__Goals__:
[a] Name every thing that the blog post excerpt says readers' feedback has helped make clearer.
[b] Rewrite the part of the blog post excerpt that opens with "That said, I" and closes with "priorities clearer still.", switching "grateful" to "thankful".
-- START OF Document section --
I wouldn’t say that I “enjoy” writing something, so much as that I “enjoy” having written it. I can’t account for what makes a post either adequately appealing or sufficiently appalling to draw a lot of readers. Similarly, there’s no real relationship between whether I “like” a post I’ve written and whether anybody else seems to give a hoot about it. In the end, I don’t really write posts to appeal to readers, so much as to clarify – or, sometimes, to discover or to confess — my own thinking about a subject. 

That said, I appreciate everyone who’s taken time to consider material on this site — and very grateful to folks who’ve provided their critical and constructive feedback to help make my thinking, my work, and my priorities clearer still.

So here, with those ambiguous provisos, are the ten most widely read posts on this blog this year –listed in reverse order, from #10 to #1:


“Always Starting with the Children”
-- END OF Document section --
-- START OF Supplied information --
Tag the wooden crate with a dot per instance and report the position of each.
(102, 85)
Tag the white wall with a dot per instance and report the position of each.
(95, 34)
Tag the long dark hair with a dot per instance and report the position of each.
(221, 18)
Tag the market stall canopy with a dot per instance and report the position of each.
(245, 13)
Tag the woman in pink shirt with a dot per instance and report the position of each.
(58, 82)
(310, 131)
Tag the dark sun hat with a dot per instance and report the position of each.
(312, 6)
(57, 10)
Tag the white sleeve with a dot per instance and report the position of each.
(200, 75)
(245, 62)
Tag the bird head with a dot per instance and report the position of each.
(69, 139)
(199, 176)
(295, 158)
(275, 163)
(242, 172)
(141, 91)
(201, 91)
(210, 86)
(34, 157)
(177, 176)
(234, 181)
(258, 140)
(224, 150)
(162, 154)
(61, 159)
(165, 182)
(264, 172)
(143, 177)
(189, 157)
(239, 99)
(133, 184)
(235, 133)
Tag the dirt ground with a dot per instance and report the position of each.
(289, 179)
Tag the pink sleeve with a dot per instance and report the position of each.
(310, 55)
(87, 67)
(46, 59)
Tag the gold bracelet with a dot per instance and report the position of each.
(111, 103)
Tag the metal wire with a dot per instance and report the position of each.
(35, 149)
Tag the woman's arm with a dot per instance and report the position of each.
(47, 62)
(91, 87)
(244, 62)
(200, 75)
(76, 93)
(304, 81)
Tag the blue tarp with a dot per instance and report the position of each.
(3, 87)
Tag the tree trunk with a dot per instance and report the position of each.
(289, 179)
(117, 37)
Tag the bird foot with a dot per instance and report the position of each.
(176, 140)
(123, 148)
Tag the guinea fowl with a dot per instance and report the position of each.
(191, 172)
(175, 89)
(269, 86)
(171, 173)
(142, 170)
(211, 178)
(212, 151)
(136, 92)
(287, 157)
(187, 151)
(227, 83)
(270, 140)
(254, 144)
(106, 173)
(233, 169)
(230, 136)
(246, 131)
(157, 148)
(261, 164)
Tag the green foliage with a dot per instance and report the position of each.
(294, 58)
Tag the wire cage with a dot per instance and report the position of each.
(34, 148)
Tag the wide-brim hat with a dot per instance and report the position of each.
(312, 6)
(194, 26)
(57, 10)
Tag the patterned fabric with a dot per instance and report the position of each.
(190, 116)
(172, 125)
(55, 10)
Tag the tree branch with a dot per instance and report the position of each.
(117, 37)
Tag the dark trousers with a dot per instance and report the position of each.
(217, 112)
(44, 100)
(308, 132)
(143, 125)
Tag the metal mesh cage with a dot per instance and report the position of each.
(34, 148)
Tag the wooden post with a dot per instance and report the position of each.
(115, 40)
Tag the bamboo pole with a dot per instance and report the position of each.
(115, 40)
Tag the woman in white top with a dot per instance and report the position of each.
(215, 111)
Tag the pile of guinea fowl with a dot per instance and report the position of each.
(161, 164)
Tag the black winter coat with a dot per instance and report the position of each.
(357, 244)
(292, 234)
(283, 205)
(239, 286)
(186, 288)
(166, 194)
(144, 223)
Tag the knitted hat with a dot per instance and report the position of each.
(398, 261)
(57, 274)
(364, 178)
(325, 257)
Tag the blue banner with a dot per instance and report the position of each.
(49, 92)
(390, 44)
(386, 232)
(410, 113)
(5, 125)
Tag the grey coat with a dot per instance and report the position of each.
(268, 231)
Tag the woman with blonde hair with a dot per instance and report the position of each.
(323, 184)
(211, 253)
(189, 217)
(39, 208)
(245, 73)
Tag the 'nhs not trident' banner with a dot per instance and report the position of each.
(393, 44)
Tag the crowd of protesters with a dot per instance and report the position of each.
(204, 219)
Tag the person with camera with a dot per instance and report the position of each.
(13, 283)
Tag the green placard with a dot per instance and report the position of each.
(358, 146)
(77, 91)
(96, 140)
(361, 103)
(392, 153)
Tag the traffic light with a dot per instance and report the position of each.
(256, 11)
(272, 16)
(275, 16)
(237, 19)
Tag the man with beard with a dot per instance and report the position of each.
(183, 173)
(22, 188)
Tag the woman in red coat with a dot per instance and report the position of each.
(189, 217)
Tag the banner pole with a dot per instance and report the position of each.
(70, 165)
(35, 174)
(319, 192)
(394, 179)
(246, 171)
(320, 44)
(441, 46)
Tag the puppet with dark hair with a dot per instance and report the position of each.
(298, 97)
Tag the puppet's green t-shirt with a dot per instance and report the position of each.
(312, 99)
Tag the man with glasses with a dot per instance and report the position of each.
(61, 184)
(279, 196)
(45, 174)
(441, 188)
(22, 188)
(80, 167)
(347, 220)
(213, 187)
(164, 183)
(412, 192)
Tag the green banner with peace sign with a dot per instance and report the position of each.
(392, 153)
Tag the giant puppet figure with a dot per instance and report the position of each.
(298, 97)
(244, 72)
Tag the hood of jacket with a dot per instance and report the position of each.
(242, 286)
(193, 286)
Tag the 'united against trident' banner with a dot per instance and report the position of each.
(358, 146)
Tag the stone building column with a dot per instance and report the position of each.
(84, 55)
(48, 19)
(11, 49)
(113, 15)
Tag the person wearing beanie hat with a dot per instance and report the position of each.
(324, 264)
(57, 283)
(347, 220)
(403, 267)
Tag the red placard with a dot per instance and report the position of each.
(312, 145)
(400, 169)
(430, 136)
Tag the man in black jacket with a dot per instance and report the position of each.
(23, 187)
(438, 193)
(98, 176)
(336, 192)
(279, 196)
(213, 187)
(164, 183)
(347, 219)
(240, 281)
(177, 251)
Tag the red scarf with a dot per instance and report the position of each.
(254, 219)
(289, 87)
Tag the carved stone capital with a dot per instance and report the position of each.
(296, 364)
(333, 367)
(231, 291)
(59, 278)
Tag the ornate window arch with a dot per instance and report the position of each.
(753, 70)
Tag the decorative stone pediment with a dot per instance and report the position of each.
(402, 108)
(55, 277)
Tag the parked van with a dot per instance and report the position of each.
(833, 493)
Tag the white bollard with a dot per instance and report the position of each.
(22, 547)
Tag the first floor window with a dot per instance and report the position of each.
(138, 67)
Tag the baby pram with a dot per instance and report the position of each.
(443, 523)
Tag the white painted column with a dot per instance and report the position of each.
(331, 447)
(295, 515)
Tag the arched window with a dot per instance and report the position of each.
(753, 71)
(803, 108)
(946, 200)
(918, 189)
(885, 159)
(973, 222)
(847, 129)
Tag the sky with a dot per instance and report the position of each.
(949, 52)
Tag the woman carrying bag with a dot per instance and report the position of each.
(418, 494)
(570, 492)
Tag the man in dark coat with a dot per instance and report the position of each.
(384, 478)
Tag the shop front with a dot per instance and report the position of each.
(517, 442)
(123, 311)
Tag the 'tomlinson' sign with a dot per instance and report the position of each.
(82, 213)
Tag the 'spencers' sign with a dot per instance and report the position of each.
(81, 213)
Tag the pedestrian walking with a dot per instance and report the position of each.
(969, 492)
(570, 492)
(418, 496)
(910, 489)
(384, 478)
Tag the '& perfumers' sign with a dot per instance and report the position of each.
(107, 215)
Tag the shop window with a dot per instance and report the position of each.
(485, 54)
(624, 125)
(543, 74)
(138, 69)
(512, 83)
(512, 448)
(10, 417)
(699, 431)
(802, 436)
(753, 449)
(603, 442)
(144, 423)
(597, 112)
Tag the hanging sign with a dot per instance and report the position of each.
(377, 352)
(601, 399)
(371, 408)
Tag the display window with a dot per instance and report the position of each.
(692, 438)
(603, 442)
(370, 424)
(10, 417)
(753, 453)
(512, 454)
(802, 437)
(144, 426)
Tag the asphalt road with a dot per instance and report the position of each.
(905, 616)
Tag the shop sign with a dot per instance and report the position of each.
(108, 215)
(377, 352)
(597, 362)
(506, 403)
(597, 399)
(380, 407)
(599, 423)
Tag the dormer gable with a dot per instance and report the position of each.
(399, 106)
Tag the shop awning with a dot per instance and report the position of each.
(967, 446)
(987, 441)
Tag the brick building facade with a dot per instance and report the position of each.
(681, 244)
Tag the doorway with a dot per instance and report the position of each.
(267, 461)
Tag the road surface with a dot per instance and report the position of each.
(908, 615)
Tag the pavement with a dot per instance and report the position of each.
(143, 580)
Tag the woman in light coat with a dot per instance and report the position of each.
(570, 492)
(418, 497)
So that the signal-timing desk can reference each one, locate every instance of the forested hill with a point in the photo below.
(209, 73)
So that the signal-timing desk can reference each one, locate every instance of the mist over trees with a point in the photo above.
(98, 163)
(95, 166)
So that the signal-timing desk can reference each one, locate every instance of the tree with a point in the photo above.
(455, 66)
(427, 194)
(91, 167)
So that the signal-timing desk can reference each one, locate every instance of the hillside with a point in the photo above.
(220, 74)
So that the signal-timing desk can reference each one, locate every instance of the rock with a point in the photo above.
-- END OF Supplied information --
__Solutions by task__:
[a] my thinking, my work, my priorities

[b]
That said, I appreciate everyone who’s taken time to consider material on this site — and very thankful to folks who’ve provided their critical and constructive feedback to help make my thinking, my work, and my priorities clearer still.